◆ Stated problem ◆
Here are records with pictures in them. Copy all of them exactly and leave the pictures out.

[Location annotation dataset excerpts]
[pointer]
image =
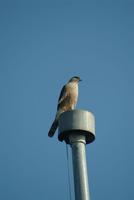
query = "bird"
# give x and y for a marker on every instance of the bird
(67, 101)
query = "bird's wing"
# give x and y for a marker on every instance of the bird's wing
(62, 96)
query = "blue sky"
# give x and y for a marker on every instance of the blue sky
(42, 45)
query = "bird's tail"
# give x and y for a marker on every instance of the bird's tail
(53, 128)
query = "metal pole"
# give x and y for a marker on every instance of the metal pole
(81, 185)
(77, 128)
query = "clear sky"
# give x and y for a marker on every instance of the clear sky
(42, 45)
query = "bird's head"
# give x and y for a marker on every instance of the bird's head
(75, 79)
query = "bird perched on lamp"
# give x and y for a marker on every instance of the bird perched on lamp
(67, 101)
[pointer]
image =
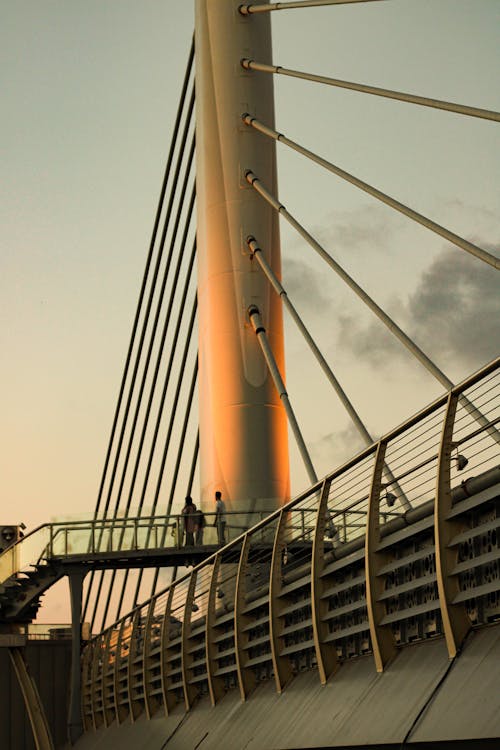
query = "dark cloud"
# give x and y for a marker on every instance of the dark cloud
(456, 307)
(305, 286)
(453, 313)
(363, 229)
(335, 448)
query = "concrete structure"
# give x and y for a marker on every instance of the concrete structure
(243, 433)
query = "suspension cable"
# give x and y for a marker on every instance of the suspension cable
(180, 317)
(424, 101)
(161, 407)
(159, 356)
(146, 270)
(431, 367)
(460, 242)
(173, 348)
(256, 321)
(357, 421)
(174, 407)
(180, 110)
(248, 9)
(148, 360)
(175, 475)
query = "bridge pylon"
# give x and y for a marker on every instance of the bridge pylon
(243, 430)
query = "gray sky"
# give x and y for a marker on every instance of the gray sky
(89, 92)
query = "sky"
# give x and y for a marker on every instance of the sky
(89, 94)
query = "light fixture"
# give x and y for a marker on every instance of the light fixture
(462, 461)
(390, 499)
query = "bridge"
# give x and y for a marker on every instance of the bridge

◆ Written solution ◆
[pointer]
image =
query = "bird"
# give x and y for a marker on every instance of the bird
(67, 101)
query = "bird's wing"
# give x and y for a marker on every instance of the bird's wing
(62, 96)
query = "blue sky"
# give x and y for a marker on every instance of the blue sky
(42, 45)
query = "bird's tail"
# give x and y for a marker on every instance of the bird's tail
(53, 128)
query = "metal pole"
# give x and y for a marker on every instance of the metal pole
(81, 185)
(77, 128)
query = "clear sky"
# give x and y for a marker on every instance of the clear sky
(42, 45)
query = "bird's head"
# give x and y for a marker on every instance of the bird's head
(75, 79)
query = "bird perched on lamp"
# give x and y for a marker on every instance of the bird perched on lamp
(67, 101)
[pointer]
image =
query = "dark cloud"
# give x and y for a marker on every instance of the dark cloud
(456, 307)
(305, 286)
(453, 313)
(363, 229)
(335, 448)
query = "concrete structure"
# give x and y for a marker on every instance of the concrete structure
(243, 433)
query = "suspension cable"
# give x and y for a marker on every instance of the suspension cable
(180, 317)
(424, 101)
(161, 407)
(159, 356)
(146, 270)
(431, 367)
(460, 242)
(173, 348)
(256, 321)
(357, 421)
(174, 407)
(180, 110)
(248, 9)
(148, 360)
(175, 475)
query = "bridge pylon"
# give x and y for a marker on every instance of the bridge pylon
(243, 430)
query = "gray sky"
# give x and y for a marker on every instance of the gray sky
(89, 92)
query = "sky"
# give x and y for a marker on every instance of the sky
(89, 94)
query = "light fixture"
# give x and y for a marker on every instance of the light fixture
(462, 461)
(390, 499)
query = "bridge"
# give x and y for a marker on every instance of the bridge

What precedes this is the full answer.